■ **DIRECTION A**: In the records below, recast the stretch from the line that contains "Where can the eyeglasses" through the end of the records as a Markdown table with the columns Row and Line, leaving out blank lines.

■ **PASSAGE PROVIDED**:
----------------

Let the x-axis be (+) towards the right and y-axis be (+) in the upward direction. We can write the net forces on mass $m_A$ as

$x:\:\:(F_{net})_x = f_N - T = -m_Aa\:\:\:\:\:\:\:(1)$

$y:\:\:(F_{net})_y = N - m_Ag = 0 \:\:\:\:\:\:\:\:\:(2)$

Substituting (2) into (1), we get

$\mu_km_Ag - T = -m_Aa \:\:\:\:\:\:\:\:\:(3)$

where $f_N= \mu_kN$ , the frictional force on $m_A.$ Set this aside for now and let's look at the forces on $m_B$

Forces on Block B:

Let the x-axis be (+) up along the inclined plane. We can write the forces on $m_B$ as

$x:\:\:(F_{net})_x = T - m_B\sin30= -m_Ba\:\:\:\:\:\:\:(4)$

$y:\:\:(F_{net})_y = N - m_Bg\cos30 = 0 \:\:\:\:\:\:\:\:\:(5)$

From (5), we can solve for N as

$N = m_B\cos30 \:\:\:\:\:\:\:\:\:(6)$

Set (6) aside for now. We will use this expression later. From (3), we can see that the tension T is given by

$T = m_A( \mu_kg + a)\:\:\:\:\:\:\:\:\:(7)$

Substituting (7) into (4) we get

$m_A(\mu_kg + a) - m_Bg\sin 30 = -m_Ba$

Collecting similar terms together, we get

$(m_A + m_B)a = m_Bg\sin30 - \mu_km_Ag$

$a = \left[ \dfrac{m_B\sin30 - \mu_km_A}{(m_A + m_B)} \right]g\:\:\:\:\:\:\:\:\:(8)$

Putting in the numbers, we find that $a = 1.4\:\text{m/s}$ . To find the tension T, put the value for the acceleration into (7) and we'll get $T = 21.3\:\text{N}$ . To find the force exerted by the inclined plane on block B, put the numbers into (6) and you'll get $N = 50.9\:\text{N}$

----------------

■ **PROVIDED RECORDS**:

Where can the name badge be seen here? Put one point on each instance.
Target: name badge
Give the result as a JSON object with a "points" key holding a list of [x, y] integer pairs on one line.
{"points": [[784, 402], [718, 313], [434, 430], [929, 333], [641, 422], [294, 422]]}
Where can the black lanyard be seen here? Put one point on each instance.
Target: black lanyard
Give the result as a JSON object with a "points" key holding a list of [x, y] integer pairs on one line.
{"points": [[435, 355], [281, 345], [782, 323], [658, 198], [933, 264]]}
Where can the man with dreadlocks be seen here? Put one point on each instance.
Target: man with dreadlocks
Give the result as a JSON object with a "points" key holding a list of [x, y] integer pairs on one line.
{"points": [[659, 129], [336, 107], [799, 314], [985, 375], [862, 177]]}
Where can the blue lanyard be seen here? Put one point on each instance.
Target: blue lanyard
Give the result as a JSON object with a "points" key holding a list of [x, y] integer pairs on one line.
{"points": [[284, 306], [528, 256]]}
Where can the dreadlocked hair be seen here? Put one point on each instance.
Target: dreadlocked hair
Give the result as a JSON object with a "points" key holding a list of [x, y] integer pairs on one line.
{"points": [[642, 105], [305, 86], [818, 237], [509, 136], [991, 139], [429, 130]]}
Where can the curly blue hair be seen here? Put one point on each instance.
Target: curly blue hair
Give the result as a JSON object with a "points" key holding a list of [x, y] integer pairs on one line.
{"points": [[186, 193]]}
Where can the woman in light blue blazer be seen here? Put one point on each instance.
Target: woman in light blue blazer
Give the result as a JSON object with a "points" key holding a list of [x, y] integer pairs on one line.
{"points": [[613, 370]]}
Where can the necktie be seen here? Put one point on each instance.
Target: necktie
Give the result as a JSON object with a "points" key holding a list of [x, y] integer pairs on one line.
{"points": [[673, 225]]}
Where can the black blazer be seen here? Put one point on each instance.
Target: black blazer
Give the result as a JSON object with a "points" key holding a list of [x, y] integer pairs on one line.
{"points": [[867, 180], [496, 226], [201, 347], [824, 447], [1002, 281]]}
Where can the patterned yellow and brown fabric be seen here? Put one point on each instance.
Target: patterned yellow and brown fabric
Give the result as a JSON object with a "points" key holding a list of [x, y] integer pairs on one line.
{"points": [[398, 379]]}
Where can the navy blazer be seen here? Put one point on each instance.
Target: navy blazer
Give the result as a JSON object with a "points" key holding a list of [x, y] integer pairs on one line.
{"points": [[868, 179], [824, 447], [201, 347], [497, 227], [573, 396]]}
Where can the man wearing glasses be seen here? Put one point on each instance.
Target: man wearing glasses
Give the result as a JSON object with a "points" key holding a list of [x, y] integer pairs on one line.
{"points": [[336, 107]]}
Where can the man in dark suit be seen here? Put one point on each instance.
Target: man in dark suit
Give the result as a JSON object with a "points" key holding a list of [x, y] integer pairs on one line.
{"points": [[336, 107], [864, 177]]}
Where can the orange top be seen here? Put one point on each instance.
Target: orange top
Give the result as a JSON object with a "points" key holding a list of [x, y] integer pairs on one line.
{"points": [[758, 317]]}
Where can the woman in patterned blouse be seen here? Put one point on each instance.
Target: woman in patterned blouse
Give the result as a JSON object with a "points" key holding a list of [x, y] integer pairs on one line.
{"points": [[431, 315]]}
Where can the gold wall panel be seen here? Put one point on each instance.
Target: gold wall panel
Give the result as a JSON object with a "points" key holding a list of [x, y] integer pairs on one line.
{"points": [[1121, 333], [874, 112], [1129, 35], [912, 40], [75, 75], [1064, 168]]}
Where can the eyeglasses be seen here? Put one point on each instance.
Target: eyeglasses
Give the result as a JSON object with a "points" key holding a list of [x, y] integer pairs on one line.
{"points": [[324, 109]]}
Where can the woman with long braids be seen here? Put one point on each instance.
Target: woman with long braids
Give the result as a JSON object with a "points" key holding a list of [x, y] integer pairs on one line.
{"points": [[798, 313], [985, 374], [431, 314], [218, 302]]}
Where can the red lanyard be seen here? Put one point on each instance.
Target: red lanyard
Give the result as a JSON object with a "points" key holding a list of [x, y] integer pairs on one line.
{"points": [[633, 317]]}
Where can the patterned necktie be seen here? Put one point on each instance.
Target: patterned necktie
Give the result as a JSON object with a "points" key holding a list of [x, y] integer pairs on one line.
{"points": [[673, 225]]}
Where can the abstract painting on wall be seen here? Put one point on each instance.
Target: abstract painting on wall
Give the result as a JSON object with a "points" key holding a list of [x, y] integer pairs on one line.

----------------

■ **DIRECTION B**: What value does the worked solution on the two blocks give for the tension T?

■ **CORRECT RESPONSE A**:
| Row | Line |
|---|---|
| 1 | Where can the eyeglasses be seen here? Put one point on each instance. |
| 2 | Target: eyeglasses |
| 3 | Give the result as a JSON object with a "points" key holding a list of [x, y] integer pairs on one line. |
| 4 | {"points": [[324, 109]]} |
| 5 | Where can the woman with long braids be seen here? Put one point on each instance. |
| 6 | Target: woman with long braids |
| 7 | Give the result as a JSON object with a "points" key holding a list of [x, y] integer pairs on one line. |
| 8 | {"points": [[798, 313], [985, 374], [431, 314], [218, 302]]} |
| 9 | Where can the red lanyard be seen here? Put one point on each instance. |
| 10 | Target: red lanyard |
| 11 | Give the result as a JSON object with a "points" key holding a list of [x, y] integer pairs on one line. |
| 12 | {"points": [[633, 317]]} |
| 13 | Where can the patterned necktie be seen here? Put one point on each instance. |
| 14 | Target: patterned necktie |
| 15 | Give the result as a JSON object with a "points" key holding a list of [x, y] integer pairs on one line. |
| 16 | {"points": [[673, 225]]} |
| 17 | Where can the abstract painting on wall be seen here? Put one point on each instance. |
| 18 | Target: abstract painting on wall |
| 19 | Give the result as a JSON object with a "points" key holding a list of [x, y] integer pairs on one line. |

■ **CORRECT RESPONSE B**: 21.3 N